═══ Material for this task

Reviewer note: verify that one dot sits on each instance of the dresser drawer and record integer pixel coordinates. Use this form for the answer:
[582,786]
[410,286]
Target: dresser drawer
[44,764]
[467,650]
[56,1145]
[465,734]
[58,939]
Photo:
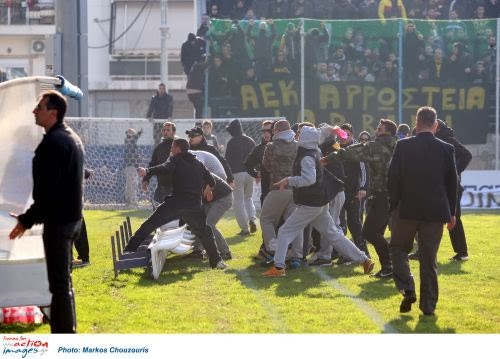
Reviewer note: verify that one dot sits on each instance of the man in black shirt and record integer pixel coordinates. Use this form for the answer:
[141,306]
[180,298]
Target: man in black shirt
[57,204]
[160,155]
[189,178]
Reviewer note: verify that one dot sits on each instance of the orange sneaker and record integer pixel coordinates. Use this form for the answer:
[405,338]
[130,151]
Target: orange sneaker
[274,272]
[368,265]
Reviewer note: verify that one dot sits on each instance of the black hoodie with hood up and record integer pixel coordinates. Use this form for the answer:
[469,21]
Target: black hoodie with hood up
[238,147]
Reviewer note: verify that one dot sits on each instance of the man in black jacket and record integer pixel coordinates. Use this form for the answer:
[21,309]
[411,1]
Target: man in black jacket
[160,107]
[462,159]
[57,204]
[422,184]
[189,178]
[160,155]
[192,50]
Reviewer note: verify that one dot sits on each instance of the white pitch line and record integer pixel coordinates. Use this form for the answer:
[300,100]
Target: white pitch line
[363,305]
[275,318]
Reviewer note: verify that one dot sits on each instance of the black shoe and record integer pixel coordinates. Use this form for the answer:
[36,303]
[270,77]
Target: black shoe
[198,255]
[459,258]
[226,256]
[413,256]
[253,226]
[78,263]
[383,273]
[409,298]
[344,260]
[320,262]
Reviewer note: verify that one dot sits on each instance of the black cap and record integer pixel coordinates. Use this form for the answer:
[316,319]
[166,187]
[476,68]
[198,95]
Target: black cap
[441,124]
[195,131]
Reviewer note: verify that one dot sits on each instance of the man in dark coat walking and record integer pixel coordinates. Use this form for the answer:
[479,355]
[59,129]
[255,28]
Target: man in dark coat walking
[422,184]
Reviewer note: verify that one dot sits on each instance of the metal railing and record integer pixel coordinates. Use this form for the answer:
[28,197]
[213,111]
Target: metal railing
[27,12]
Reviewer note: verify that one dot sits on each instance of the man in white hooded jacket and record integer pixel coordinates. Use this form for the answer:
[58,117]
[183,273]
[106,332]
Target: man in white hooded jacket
[312,206]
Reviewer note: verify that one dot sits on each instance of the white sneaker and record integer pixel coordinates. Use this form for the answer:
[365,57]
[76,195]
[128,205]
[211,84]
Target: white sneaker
[221,265]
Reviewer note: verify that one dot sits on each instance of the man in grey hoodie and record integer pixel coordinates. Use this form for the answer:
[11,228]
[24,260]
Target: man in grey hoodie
[312,206]
[237,150]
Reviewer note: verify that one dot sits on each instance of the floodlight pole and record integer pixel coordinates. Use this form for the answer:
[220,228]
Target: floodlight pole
[163,46]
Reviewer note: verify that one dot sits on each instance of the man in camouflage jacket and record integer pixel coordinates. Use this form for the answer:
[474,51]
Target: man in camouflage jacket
[377,154]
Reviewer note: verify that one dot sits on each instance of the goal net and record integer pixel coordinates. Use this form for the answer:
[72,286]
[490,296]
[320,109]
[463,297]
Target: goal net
[107,156]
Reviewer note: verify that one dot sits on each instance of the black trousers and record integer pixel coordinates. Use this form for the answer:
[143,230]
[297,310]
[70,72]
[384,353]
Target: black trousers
[457,234]
[171,209]
[58,244]
[82,243]
[349,218]
[429,237]
[377,217]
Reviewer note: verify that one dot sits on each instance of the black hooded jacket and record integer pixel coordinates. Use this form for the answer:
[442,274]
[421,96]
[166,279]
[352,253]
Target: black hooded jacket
[189,177]
[192,50]
[238,147]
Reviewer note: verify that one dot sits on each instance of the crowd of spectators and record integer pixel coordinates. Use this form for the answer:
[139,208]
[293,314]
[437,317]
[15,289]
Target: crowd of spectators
[351,9]
[263,42]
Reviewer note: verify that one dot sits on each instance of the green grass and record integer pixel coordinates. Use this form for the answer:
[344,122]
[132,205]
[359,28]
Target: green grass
[189,297]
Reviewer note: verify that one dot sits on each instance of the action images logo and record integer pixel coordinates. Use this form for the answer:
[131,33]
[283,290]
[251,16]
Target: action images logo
[23,347]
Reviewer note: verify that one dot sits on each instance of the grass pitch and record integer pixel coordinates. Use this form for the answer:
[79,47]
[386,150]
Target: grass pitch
[189,297]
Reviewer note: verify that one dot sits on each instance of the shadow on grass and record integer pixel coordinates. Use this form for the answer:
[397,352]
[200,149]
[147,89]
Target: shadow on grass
[452,268]
[376,289]
[425,324]
[239,239]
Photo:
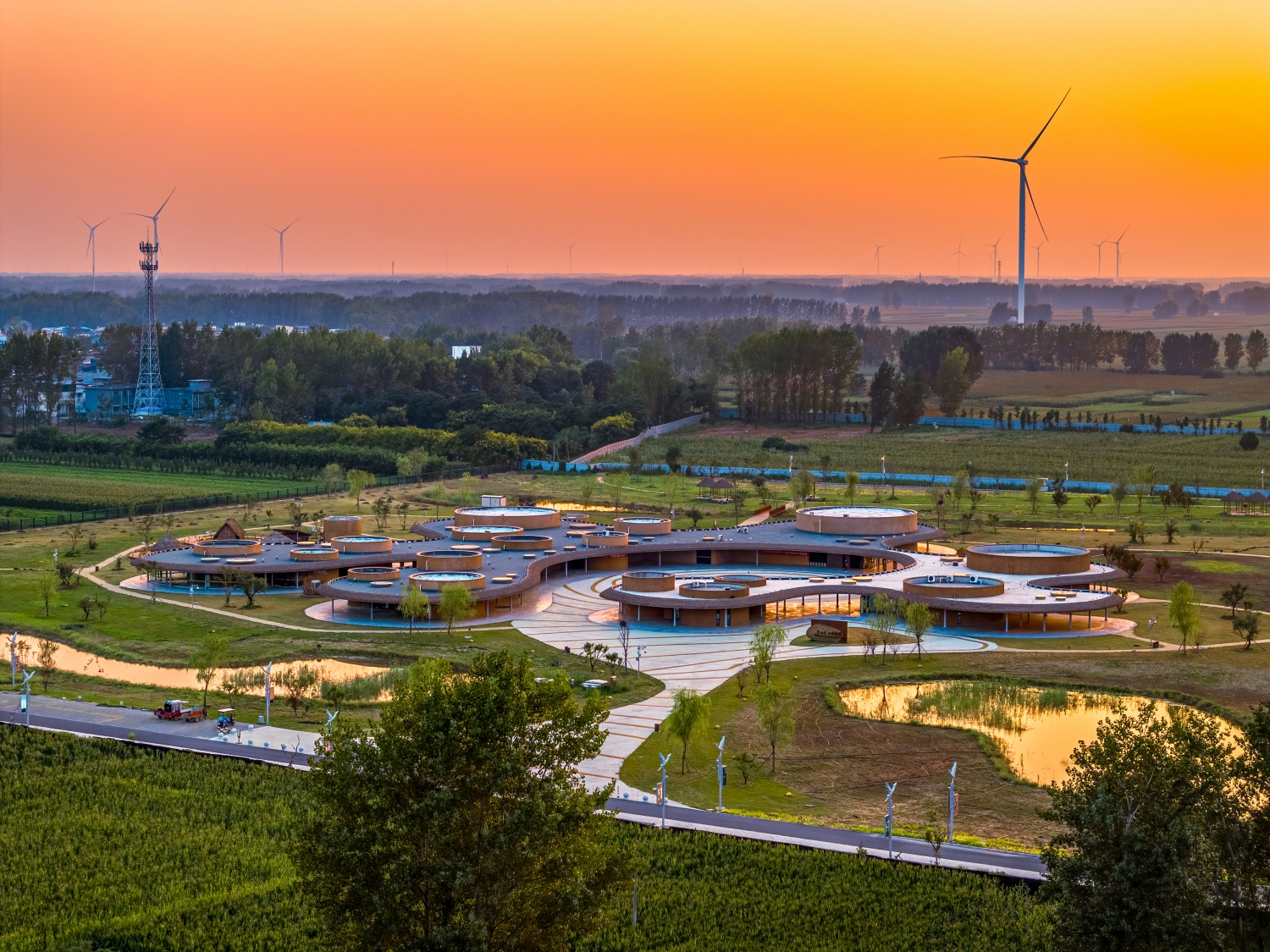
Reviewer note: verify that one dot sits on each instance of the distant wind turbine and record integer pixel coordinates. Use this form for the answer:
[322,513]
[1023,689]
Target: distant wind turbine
[993,246]
[1024,197]
[1036,249]
[91,244]
[878,256]
[1118,256]
[1099,245]
[155,216]
[282,234]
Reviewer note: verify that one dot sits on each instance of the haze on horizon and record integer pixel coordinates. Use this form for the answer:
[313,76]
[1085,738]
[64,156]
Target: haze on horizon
[662,139]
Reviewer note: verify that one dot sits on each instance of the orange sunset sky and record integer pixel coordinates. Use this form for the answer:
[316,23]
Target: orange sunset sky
[662,137]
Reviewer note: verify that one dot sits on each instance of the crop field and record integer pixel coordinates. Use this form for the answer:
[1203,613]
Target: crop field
[1125,395]
[107,845]
[1104,457]
[28,489]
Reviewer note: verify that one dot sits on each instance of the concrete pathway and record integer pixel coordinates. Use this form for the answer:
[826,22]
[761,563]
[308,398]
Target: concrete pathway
[700,659]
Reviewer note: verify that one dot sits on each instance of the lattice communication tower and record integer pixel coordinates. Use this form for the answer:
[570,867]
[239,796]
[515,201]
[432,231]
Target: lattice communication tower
[149,396]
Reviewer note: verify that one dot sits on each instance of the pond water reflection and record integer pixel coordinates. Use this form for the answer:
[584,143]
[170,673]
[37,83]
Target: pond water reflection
[1036,729]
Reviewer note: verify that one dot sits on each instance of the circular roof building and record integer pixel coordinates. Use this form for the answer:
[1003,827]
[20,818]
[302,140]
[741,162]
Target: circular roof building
[856,520]
[522,517]
[1023,559]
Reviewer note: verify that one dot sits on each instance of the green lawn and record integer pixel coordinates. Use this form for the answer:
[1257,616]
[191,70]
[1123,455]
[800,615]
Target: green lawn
[36,489]
[1102,457]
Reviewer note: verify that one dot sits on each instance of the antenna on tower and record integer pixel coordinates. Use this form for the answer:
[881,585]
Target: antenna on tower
[149,399]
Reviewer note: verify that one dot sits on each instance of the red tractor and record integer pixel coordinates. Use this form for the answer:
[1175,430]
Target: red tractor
[178,711]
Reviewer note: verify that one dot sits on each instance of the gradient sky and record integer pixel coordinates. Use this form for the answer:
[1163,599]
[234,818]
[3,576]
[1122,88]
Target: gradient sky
[662,137]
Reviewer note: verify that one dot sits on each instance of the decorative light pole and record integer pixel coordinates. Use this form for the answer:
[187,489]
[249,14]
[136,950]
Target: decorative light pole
[25,693]
[268,691]
[721,772]
[891,815]
[665,759]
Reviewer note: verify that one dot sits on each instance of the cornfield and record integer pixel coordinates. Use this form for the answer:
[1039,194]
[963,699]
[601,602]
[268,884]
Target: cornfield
[60,487]
[129,848]
[698,893]
[122,847]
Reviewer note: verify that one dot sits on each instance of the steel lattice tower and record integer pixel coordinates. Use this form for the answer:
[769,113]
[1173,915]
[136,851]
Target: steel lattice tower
[149,400]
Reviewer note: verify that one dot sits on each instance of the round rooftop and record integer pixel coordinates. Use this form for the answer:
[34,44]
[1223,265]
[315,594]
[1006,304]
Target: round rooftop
[522,517]
[1025,559]
[863,520]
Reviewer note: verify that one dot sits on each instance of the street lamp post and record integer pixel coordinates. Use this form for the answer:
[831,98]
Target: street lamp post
[721,772]
[891,815]
[268,691]
[665,759]
[25,693]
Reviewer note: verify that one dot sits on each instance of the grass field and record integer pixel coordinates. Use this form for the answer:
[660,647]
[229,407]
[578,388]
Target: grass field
[1104,457]
[107,845]
[33,489]
[1125,395]
[835,768]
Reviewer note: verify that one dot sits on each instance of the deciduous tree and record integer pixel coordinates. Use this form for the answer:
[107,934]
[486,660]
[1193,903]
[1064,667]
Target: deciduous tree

══════

» Set exercise:
Reproduce exactly, with nothing added, the lines from the one that contains "of the street" to the end of the data.

» Solution:
Reviewer note: verify that one dot sits on each instance of the street lamp post and record integer pixel coordinates. Use this form for the answer:
[831,98]
Target: street lamp post
[721,772]
[891,815]
[268,691]
[665,759]
[25,693]
Reviewer note: verify that one dot sits on each instance of the grass field and record integer pixel coordinates. Use this form for the answer:
[660,647]
[229,407]
[578,388]
Target: grass field
[1104,457]
[107,845]
[33,489]
[1125,395]
[835,768]
Reviewer note: verify that one dot sits on each instance of the deciduous tree and record integer pixel coordinates. Use this form for the answer:
[107,934]
[486,660]
[1193,903]
[1064,667]
Target: deciduous tree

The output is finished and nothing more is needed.